TRY IT
Transcribe the records below. Leave every word as it is.
┄┄┄┄┄┄┄┄┄┄
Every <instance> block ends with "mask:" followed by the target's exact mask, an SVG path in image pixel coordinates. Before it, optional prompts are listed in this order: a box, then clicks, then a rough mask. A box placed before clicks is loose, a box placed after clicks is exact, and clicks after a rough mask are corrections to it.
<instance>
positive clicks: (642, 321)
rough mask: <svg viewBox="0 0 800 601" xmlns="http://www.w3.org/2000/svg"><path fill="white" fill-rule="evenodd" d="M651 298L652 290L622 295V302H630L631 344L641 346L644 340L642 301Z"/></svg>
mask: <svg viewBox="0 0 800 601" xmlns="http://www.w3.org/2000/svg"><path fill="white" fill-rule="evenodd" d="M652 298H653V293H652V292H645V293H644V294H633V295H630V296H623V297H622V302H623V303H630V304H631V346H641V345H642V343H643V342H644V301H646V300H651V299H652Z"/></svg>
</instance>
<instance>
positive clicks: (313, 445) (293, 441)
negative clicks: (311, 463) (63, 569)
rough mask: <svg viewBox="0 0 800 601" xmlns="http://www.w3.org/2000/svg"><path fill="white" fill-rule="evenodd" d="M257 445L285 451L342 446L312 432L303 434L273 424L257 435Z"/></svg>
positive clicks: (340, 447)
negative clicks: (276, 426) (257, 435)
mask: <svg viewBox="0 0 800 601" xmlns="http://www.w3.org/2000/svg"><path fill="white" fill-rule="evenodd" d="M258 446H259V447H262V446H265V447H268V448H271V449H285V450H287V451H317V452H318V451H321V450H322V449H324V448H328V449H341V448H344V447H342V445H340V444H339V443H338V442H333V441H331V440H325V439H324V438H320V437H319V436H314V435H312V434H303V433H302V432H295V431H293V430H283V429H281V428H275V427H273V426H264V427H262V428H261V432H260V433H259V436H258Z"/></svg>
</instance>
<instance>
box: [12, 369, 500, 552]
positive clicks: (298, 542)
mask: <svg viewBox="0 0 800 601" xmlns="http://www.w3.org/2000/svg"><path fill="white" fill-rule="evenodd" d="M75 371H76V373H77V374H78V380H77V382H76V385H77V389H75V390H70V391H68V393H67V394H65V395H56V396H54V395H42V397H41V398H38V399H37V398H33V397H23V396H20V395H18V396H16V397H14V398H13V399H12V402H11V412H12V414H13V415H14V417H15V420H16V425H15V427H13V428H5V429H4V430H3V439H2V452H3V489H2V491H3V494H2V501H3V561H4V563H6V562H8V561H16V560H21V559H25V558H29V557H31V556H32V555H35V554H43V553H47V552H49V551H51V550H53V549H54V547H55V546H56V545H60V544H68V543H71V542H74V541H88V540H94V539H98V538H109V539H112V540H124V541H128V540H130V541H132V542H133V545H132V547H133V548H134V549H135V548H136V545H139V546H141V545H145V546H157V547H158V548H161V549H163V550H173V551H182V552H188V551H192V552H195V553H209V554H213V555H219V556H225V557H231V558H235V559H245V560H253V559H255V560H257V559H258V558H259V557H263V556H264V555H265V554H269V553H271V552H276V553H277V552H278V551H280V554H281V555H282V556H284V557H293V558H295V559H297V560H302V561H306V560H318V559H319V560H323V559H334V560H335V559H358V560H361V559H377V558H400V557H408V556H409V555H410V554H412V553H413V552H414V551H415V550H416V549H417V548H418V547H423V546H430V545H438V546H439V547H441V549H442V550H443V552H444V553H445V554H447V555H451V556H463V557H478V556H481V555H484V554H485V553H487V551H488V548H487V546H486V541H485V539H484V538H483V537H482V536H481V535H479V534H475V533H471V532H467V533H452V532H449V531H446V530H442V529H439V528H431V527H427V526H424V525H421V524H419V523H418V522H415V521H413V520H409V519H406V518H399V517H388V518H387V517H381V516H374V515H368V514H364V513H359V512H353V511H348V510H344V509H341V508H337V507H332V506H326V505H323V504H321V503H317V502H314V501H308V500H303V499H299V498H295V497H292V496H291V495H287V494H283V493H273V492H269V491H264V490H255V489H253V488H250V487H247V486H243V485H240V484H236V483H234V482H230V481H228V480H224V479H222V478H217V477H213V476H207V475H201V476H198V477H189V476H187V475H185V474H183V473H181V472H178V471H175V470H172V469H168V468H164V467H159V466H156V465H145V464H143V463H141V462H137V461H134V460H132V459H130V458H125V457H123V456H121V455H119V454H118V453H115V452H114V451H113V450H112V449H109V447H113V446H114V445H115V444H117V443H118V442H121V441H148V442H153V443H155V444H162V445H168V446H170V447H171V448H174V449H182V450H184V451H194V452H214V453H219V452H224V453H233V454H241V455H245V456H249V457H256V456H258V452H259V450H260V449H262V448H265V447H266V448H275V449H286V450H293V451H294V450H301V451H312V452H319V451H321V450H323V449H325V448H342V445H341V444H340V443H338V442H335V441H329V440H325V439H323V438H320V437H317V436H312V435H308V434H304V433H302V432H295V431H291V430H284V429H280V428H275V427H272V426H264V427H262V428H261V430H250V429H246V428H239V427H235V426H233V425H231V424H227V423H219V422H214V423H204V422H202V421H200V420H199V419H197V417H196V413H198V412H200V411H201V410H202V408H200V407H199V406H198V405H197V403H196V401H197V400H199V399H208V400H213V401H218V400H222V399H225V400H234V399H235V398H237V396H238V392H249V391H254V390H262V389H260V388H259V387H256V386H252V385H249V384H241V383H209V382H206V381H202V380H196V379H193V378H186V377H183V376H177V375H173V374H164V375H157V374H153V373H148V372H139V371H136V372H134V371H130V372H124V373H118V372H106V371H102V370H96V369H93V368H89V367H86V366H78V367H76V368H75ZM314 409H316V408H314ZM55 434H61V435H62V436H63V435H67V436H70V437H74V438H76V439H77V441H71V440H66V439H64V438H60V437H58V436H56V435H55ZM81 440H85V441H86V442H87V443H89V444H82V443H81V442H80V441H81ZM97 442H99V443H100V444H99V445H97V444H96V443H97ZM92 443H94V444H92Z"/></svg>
┄┄┄┄┄┄┄┄┄┄
ANSWER TO THIS TASK
Every <instance> block ends with "mask:" followed by the target's exact mask, an SVG path in image pixel coordinates. Before it, optional prompts are listed in this order: a box, then clicks, then a rough mask. A box placed before clicks is loose, a box placed after clicks is exact, and clicks after a rough mask are corrections to it.
<instance>
positive clicks: (642, 321)
rough mask: <svg viewBox="0 0 800 601" xmlns="http://www.w3.org/2000/svg"><path fill="white" fill-rule="evenodd" d="M651 298L652 290L622 295V302H630L631 344L641 346L644 340L642 301Z"/></svg>
mask: <svg viewBox="0 0 800 601" xmlns="http://www.w3.org/2000/svg"><path fill="white" fill-rule="evenodd" d="M652 298H653V293H652V292H645V293H644V294H633V295H630V296H623V297H622V302H623V303H630V304H631V346H641V345H642V343H643V342H644V301H646V300H651V299H652Z"/></svg>
</instance>
<instance>
positive clicks: (313, 445) (293, 441)
negative clicks: (311, 463) (63, 569)
rough mask: <svg viewBox="0 0 800 601" xmlns="http://www.w3.org/2000/svg"><path fill="white" fill-rule="evenodd" d="M257 445L285 451L342 446L312 432L303 434L273 424L257 435Z"/></svg>
positive clicks: (340, 447)
negative clicks: (276, 426) (257, 435)
mask: <svg viewBox="0 0 800 601" xmlns="http://www.w3.org/2000/svg"><path fill="white" fill-rule="evenodd" d="M258 446H259V447H262V446H265V447H268V448H271V449H285V450H287V451H317V452H318V451H321V450H322V449H324V448H328V449H341V448H344V447H342V445H340V444H339V443H338V442H333V441H331V440H325V439H324V438H320V437H319V436H314V435H312V434H303V433H302V432H295V431H293V430H283V429H281V428H275V427H273V426H264V427H262V428H261V432H260V433H259V436H258Z"/></svg>
</instance>
<instance>
box: [12, 369, 500, 552]
positive clicks: (298, 542)
mask: <svg viewBox="0 0 800 601" xmlns="http://www.w3.org/2000/svg"><path fill="white" fill-rule="evenodd" d="M75 371H76V373H77V374H78V380H77V382H76V385H77V389H75V390H70V391H68V393H67V394H65V395H56V396H54V395H42V397H41V398H38V399H37V398H33V397H23V396H20V395H18V396H16V397H14V398H13V399H12V402H11V412H12V414H13V415H14V417H15V420H16V425H15V427H13V428H5V429H4V430H3V439H2V452H3V489H2V491H3V494H2V501H3V561H4V563H6V562H8V561H16V560H21V559H25V558H29V557H31V556H32V555H35V554H43V553H47V552H49V551H51V550H53V549H54V547H55V546H56V545H60V544H68V543H71V542H74V541H88V540H94V539H98V538H109V539H112V540H124V541H128V540H130V541H132V542H133V545H132V547H133V548H134V549H135V548H136V545H139V546H141V545H145V546H157V547H158V548H161V549H163V550H173V551H182V552H188V551H192V552H195V553H209V554H213V555H219V556H225V557H231V558H235V559H245V560H253V559H255V560H257V559H258V558H259V557H263V556H264V555H265V554H269V553H271V552H276V553H277V552H278V551H280V554H281V555H282V556H284V557H293V558H295V559H297V560H302V561H306V560H318V559H319V560H323V559H334V560H335V559H358V560H361V559H377V558H400V557H408V556H409V555H410V554H412V553H413V552H414V551H415V550H416V549H417V548H418V547H423V546H430V545H438V546H439V547H441V549H442V550H443V552H444V553H445V554H447V555H451V556H463V557H478V556H481V555H484V554H485V553H487V551H488V548H487V546H486V541H485V539H484V538H483V537H482V536H481V535H479V534H475V533H471V532H467V533H452V532H449V531H446V530H442V529H439V528H431V527H427V526H424V525H421V524H419V523H418V522H415V521H413V520H409V519H406V518H399V517H388V518H387V517H381V516H374V515H368V514H364V513H359V512H353V511H348V510H344V509H341V508H337V507H332V506H326V505H323V504H321V503H317V502H314V501H308V500H303V499H299V498H295V497H292V496H291V495H287V494H283V493H273V492H269V491H264V490H255V489H253V488H250V487H247V486H243V485H240V484H236V483H234V482H230V481H228V480H224V479H222V478H217V477H213V476H207V475H201V476H198V477H189V476H187V475H185V474H183V473H181V472H178V471H175V470H172V469H168V468H164V467H159V466H156V465H145V464H143V463H141V462H137V461H134V460H132V459H130V458H125V457H123V456H121V455H119V454H118V453H115V452H114V451H113V450H112V449H109V447H113V446H114V445H115V444H117V443H118V442H121V441H148V442H153V443H155V444H162V445H168V446H170V447H171V448H174V449H182V450H184V451H194V452H214V453H219V452H224V453H233V454H241V455H245V456H249V457H256V456H258V452H259V450H260V449H262V448H265V447H266V448H275V449H286V450H293V451H294V450H301V451H312V452H319V451H321V450H323V449H325V448H342V445H341V444H340V443H338V442H335V441H329V440H325V439H323V438H320V437H317V436H312V435H308V434H304V433H302V432H295V431H291V430H284V429H280V428H275V427H272V426H264V427H262V428H261V430H250V429H246V428H239V427H235V426H233V425H231V424H227V423H219V422H214V423H204V422H202V421H200V420H199V419H197V417H196V413H198V412H200V411H201V410H202V408H200V407H199V406H198V405H197V403H196V401H197V400H199V399H208V400H213V401H218V400H222V399H225V400H234V399H235V398H237V396H238V392H249V391H254V390H262V389H260V388H259V387H256V386H252V385H249V384H241V383H209V382H206V381H202V380H196V379H193V378H186V377H183V376H177V375H173V374H164V375H157V374H153V373H148V372H139V371H136V372H134V371H130V372H124V373H118V372H106V371H102V370H96V369H93V368H89V367H86V366H78V367H76V368H75ZM314 409H316V408H314ZM55 434H61V435H62V436H63V435H67V436H70V437H74V438H76V439H77V441H71V440H66V439H64V438H60V437H58V436H56V435H55ZM81 440H85V441H86V442H87V443H89V444H82V443H81V442H80V441H81ZM97 442H99V443H100V444H99V445H97V444H96V443H97ZM92 443H94V444H92Z"/></svg>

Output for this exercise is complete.